When I asked the readers of my newsletter recently to articulate their biggest professional fears, I received more than 300 messages covering a range of concerns. Here are some of the most common themes I heard.



Investor confidence in the fairness of the investment system and in the stability of the global economy has been eroding steadily, scorched by the global economic meltdown, the Madoff and Stanford Ponzi scandals - and, more recently, billions of dollars of political commercials telling everyone how bad things are in America.

Add to that the blogs from professional doomsayers, news reports leading up to the fiscal cliff and all the rest: Clients are being driven toward a belief that investing (and, indeed, the entire economy) is rigged, the future is dark and the smartest move to make is to dig a hole and hide from whatever is coming next.

Advisors know the opposite to be true: that the markets are driven by the daily efforts of millions of business owners and workers, and by billions of great choices, creative ideas and hard work contributed to business enterprises and the economy as a whole. But that message is apparently much harder to convey now than it was a decade ago, and many advisors say they are getting overwhelmed by the constant effort to keep clients from losing faith in the economic system.



Advisors worry about the possibility of another self-inflicted global economic meltdown triggered by Wall Street and the players in the derivatives markets, along with crony capitalist scammers and Ponzi schemers too tight with regulators to be properly regulated.

The advisors I talk with, and those who responded to my survey, are not totally confident (to put it mildly) that the investment banks have been definitively prevented from engineering another economic meltdown. Indeed, the same greedy incentives seem to be in place now that existed leading up to 2008.

Advisors point out that, in the public's mind, financial planner is approximately equal to money manager, money manager is equal to Wall Street, and Wall Street in full scandal mode is roughly equal to evil. When brokers and Ponzi schemers masquerading as advisors make headlines, the overall level of client trust sinks. Even worse, that happens at exactly the time when you want to reassure clients that it's never a good idea to make a long-term bet against the growth and returns of the investment markets.



I'm sure you expected this one, although it was only cited by about a third of my poll respondents. Advisors complained that they see no meaningful effort in Washington to seriously address the long-term fiscal health of the country - and the national debt in particular. Many also feel that Congress is far too addicted to special interest money and short-term thinking to make the difficult, statesmanlike choices that we need.



Someday, the Fed is going to take its foot off the brake on interest rates. When that happens, will millions of retirees who invest in bonds open their statements and see an 8% decline in one month? And will those same retirees be hit by a resurgence of inflation just when the bubble bursts?

STUDY MATERIAL:

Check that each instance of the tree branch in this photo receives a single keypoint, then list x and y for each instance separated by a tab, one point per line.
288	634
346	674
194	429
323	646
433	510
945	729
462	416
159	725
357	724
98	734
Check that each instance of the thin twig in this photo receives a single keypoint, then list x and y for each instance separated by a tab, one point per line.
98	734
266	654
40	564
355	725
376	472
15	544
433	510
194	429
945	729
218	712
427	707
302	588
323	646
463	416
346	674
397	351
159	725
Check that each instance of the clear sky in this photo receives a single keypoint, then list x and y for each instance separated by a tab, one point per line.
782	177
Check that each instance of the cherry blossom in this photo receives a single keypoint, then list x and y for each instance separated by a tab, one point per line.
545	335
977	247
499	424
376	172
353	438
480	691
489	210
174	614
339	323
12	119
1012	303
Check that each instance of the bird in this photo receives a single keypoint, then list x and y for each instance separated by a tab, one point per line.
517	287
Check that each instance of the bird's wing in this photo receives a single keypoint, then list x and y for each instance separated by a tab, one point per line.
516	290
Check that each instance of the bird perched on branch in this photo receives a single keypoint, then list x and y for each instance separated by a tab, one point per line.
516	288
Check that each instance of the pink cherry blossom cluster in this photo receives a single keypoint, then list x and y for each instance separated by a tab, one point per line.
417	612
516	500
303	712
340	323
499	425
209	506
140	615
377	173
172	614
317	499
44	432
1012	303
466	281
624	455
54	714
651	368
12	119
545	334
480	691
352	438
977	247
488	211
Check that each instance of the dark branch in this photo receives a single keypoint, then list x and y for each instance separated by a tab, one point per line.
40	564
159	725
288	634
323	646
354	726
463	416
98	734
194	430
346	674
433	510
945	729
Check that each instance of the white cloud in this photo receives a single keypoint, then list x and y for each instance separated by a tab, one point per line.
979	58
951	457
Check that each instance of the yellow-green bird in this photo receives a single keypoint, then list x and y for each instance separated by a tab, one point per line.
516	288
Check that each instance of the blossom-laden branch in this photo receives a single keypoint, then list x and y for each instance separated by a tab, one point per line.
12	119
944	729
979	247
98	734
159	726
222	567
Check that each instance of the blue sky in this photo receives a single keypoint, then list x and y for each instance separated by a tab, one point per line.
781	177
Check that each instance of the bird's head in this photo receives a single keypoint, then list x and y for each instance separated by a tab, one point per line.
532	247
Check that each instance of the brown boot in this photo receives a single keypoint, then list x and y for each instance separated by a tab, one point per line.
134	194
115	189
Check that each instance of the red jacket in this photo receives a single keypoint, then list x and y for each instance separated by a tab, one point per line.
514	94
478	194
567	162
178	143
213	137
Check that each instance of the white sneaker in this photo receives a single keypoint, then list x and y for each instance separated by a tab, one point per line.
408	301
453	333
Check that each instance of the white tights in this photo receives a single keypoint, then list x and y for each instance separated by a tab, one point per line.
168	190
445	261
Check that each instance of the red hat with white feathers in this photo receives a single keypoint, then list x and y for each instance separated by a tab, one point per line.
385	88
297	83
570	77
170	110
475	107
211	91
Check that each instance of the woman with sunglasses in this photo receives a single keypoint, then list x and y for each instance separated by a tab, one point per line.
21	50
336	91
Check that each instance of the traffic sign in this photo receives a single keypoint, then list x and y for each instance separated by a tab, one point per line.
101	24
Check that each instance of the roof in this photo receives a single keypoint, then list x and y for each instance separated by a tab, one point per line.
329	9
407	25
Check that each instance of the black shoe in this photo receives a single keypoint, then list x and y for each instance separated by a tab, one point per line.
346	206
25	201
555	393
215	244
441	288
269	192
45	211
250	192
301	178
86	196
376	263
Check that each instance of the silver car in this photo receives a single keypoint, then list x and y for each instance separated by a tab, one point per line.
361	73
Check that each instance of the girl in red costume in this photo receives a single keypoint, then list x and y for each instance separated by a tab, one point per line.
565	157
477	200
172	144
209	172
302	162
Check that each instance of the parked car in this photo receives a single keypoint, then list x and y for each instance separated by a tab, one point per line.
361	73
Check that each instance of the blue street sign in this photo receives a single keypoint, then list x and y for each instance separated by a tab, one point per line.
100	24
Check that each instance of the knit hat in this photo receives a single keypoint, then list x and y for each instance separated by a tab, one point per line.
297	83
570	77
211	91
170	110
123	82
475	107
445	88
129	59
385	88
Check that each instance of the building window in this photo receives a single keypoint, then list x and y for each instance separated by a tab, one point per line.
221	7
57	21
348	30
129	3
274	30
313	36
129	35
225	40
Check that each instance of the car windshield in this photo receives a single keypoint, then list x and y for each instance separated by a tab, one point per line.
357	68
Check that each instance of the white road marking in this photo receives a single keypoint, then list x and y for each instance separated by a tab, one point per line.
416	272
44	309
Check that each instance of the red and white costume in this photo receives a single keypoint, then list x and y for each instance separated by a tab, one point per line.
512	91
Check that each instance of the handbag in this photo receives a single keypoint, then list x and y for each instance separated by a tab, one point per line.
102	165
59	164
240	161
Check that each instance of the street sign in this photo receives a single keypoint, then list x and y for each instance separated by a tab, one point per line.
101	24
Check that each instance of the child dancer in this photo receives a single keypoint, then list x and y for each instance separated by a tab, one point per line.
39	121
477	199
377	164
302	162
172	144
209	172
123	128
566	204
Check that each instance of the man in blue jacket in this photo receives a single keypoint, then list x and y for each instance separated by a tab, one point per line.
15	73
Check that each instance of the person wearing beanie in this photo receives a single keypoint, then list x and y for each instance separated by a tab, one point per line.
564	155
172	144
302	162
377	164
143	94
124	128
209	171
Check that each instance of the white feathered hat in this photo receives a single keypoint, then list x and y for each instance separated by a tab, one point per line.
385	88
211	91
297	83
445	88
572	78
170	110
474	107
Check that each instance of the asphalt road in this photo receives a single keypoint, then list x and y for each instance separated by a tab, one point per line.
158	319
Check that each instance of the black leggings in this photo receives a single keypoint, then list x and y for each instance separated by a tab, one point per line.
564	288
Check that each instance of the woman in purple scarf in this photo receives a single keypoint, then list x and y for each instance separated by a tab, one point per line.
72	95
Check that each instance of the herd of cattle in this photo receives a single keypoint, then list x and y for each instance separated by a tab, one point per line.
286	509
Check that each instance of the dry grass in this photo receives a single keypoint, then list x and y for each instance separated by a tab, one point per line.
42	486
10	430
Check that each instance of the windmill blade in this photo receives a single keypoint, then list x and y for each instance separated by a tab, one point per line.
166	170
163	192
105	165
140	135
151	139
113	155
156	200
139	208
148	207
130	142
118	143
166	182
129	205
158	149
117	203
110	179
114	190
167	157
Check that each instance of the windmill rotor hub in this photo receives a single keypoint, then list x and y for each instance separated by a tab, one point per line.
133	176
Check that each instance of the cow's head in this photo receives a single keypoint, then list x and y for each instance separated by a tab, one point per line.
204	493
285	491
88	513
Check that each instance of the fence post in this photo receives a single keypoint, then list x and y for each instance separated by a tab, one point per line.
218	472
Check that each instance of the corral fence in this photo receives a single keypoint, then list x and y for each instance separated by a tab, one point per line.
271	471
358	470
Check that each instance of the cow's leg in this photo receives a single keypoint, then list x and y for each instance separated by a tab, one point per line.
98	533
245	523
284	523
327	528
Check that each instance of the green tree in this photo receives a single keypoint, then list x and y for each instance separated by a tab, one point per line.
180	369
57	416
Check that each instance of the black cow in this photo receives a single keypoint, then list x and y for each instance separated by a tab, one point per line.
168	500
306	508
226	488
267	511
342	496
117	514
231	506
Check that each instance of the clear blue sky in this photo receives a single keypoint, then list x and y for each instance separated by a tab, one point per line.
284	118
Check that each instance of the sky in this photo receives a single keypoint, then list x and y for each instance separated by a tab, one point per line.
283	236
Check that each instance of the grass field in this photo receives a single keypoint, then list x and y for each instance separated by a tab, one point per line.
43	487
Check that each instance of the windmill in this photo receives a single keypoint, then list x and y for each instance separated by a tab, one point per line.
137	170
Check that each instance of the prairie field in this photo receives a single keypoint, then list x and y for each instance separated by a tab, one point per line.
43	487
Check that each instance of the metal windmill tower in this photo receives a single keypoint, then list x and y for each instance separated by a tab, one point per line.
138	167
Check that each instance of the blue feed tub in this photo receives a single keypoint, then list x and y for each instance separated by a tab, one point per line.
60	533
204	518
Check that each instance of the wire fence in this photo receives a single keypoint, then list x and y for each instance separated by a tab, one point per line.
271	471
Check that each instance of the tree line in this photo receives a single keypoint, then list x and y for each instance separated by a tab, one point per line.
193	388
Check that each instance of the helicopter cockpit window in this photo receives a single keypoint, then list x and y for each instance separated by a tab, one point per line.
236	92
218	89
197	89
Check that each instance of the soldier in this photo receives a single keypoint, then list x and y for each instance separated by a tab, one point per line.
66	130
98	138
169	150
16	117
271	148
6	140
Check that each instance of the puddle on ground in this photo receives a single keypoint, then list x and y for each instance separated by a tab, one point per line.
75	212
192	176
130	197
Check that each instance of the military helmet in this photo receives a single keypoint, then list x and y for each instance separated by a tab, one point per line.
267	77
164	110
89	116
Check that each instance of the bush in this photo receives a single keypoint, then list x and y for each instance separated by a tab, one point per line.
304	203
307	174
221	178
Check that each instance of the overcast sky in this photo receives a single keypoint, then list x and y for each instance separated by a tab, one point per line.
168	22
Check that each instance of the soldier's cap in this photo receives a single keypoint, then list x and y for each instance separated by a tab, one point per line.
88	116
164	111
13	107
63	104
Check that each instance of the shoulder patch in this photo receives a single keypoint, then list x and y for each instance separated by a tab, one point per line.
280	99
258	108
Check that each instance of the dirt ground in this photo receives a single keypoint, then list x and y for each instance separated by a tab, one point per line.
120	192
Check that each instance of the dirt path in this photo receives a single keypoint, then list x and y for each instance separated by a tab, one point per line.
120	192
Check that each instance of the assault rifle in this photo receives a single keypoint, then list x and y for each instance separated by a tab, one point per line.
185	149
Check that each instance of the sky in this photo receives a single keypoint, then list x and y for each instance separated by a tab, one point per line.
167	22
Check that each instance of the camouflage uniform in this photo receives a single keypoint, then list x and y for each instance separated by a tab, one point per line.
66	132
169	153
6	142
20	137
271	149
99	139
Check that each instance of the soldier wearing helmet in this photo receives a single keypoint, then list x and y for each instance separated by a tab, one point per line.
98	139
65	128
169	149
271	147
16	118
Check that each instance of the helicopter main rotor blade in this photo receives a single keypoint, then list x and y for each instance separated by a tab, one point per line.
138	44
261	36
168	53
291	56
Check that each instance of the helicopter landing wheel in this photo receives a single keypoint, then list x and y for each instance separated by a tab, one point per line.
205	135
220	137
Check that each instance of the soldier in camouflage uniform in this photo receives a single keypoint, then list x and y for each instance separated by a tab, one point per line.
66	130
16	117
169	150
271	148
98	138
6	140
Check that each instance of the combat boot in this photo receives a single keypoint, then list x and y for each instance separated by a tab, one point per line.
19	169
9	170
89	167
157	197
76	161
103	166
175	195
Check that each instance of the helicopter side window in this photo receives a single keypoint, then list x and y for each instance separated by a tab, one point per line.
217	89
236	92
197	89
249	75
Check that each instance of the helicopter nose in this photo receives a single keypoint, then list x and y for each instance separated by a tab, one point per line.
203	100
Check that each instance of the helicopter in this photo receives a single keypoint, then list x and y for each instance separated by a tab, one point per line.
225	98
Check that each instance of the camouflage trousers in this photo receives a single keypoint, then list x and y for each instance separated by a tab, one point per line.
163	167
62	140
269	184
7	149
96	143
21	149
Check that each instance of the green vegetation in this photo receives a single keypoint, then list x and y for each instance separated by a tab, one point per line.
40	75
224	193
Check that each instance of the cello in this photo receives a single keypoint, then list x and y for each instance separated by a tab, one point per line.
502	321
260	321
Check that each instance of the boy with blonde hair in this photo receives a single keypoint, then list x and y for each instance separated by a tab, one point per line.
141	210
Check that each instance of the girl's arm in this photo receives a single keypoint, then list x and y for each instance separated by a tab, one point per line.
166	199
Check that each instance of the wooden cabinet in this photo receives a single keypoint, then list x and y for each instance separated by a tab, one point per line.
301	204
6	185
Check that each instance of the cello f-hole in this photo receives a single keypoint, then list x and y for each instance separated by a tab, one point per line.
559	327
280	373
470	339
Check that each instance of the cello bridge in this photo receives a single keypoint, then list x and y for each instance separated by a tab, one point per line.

WHAT IS NEEDED: Continue the article on financial advisors' biggest professional fears from where it stops. The rows have nothing to do with the article.

RESPONSE BELOW:
It gets worse. Many advisors say that we (you and I, the government, the regulators) have no idea what kinds of bets have been made on bond rates in the shadowy world of derivatives, but that trillions of dollars are probably involved. This could bring down another major firm or a high-profile hedge fund, raising once again the specter of counterparty risk.



This is perhaps the least surprising item on the list. If FINRA ultimately succeeds in hijacking supervision of financial advisors, and manages to blur the distinction between fiduciary advisors and salespeople, consumers will be misled about who actually serves their best interests. At the same time, the ensuing blizzard of harassing regulation could drive many smaller advisors out of business. Despite FINRA's recent statement that it was backing off, few advisors believe it has truly ended its push to become the regulator of the RIA world.



The big tax package passed right after the new year supposedly made the tax laws permanent - but for how long? As we've already seen, the next round of partisan squabbling has already raised the specter of tax law changes.

This constantly shifting landscape causes people to lose confidence in one of the most basic services offered by financial planners: the ability to model and forecast the future. When the rules of game constantly change, it calls into question the value of long-term planning.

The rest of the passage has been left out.